» **Given records**:
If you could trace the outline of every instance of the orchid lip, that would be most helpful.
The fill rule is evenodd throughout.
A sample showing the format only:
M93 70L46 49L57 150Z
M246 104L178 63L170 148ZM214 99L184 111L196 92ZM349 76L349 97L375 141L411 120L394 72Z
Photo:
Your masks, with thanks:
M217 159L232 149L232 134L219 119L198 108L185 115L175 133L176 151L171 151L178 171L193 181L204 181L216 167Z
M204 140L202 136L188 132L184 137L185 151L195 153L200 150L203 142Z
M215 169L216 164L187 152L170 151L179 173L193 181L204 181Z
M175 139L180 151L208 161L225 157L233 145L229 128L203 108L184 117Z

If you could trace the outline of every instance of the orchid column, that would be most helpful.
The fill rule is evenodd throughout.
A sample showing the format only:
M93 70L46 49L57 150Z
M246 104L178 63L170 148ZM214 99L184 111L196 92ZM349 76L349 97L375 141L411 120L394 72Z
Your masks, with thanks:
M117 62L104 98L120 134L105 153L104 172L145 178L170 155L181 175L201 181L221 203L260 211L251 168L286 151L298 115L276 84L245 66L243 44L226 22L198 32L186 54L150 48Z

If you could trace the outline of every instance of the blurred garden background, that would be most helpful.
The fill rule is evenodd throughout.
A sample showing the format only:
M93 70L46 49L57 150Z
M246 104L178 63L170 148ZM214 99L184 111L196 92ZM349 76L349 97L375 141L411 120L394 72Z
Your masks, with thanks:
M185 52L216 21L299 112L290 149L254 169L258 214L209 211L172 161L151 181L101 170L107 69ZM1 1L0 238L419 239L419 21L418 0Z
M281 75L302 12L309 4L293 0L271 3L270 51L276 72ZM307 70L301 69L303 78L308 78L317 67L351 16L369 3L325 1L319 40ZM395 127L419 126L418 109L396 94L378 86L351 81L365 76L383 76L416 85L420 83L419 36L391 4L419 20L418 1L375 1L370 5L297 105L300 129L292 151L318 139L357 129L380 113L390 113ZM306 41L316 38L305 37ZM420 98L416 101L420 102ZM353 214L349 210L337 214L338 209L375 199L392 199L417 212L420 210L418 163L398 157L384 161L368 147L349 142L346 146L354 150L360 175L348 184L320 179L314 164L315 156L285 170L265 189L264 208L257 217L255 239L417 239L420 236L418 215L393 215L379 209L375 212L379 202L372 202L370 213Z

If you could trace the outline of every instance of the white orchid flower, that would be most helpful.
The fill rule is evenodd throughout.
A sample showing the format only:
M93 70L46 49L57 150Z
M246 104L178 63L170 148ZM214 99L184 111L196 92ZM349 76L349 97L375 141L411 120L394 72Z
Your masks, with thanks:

» **Goal of the exercise**: The reply should restate the records above in full, character for character.

» **Exercise response**:
If you could trace the outline of every instance of the orchid lip, that would be most helpful.
The fill rule is evenodd throughout.
A sample showing the format only:
M93 70L46 49L57 150Z
M246 104L178 63L170 148ZM214 99L184 111L196 92ZM349 76L349 97L375 141L411 120L394 72Z
Photo:
Your masks, with thanks:
M217 159L232 149L232 134L219 119L198 108L185 115L175 133L176 151L171 151L178 171L193 181L204 181L216 167Z
M204 140L202 136L188 132L184 137L185 151L195 153L200 150L203 142Z
M215 169L216 164L187 152L170 151L179 173L193 181L204 181Z
M175 139L180 151L208 161L225 157L233 145L229 128L203 108L184 117Z

If you could trace the outline of every instance of the orchid column, that would be most helpful.
The fill rule is evenodd throughout.
A sample showing the format only:
M93 70L46 49L57 150Z
M246 104L178 63L170 148ZM214 99L184 111L196 92ZM349 76L349 97L375 141L411 120L394 72Z
Your masks, with thanks:
M117 62L104 98L120 134L105 153L104 172L145 178L170 155L181 175L201 181L221 203L260 211L251 168L286 151L298 115L276 84L245 66L243 44L226 22L198 32L186 54L150 48Z

If you could trace the outline of every instance of the blurred garden background, that would be most helpful.
The fill rule is evenodd throughout.
A sample showing the format only:
M93 70L46 49L57 150Z
M246 104L178 63L170 148ZM214 99L184 111L196 92ZM349 76L349 97L375 141L411 120L394 72Z
Your masks, with thanks:
M185 52L216 21L299 112L290 149L254 169L258 214L209 211L172 161L151 181L101 170L107 69ZM1 1L0 238L419 239L419 21L418 0Z
M281 75L302 12L309 4L293 0L271 3L270 51L276 72ZM307 70L301 69L303 78L308 78L317 67L351 16L369 3L325 1L319 40ZM395 127L419 126L418 109L396 94L378 86L351 81L365 76L383 76L416 85L420 83L419 36L391 4L419 20L418 1L375 1L370 5L297 105L300 129L292 151L318 139L357 129L380 113L390 113ZM306 41L316 38L305 37ZM420 98L416 101L420 102ZM353 214L349 210L337 214L338 209L375 199L392 199L417 212L420 210L418 163L398 157L384 161L368 147L349 142L346 146L354 150L360 175L348 184L320 179L314 164L315 156L285 170L265 189L264 208L257 217L255 239L417 239L420 236L418 215L393 215L379 209L375 212L379 202L372 202L370 213Z

If you could trace the outline of every instance of the white orchid flower, that would be most helpful.
The fill rule is evenodd throughout.
A sample showing the format only:
M93 70L46 49L57 150Z
M246 104L178 63L170 148ZM214 99L184 111L196 92ZM349 76L349 97L375 141L411 120L394 72Z
Your masks, with thanks:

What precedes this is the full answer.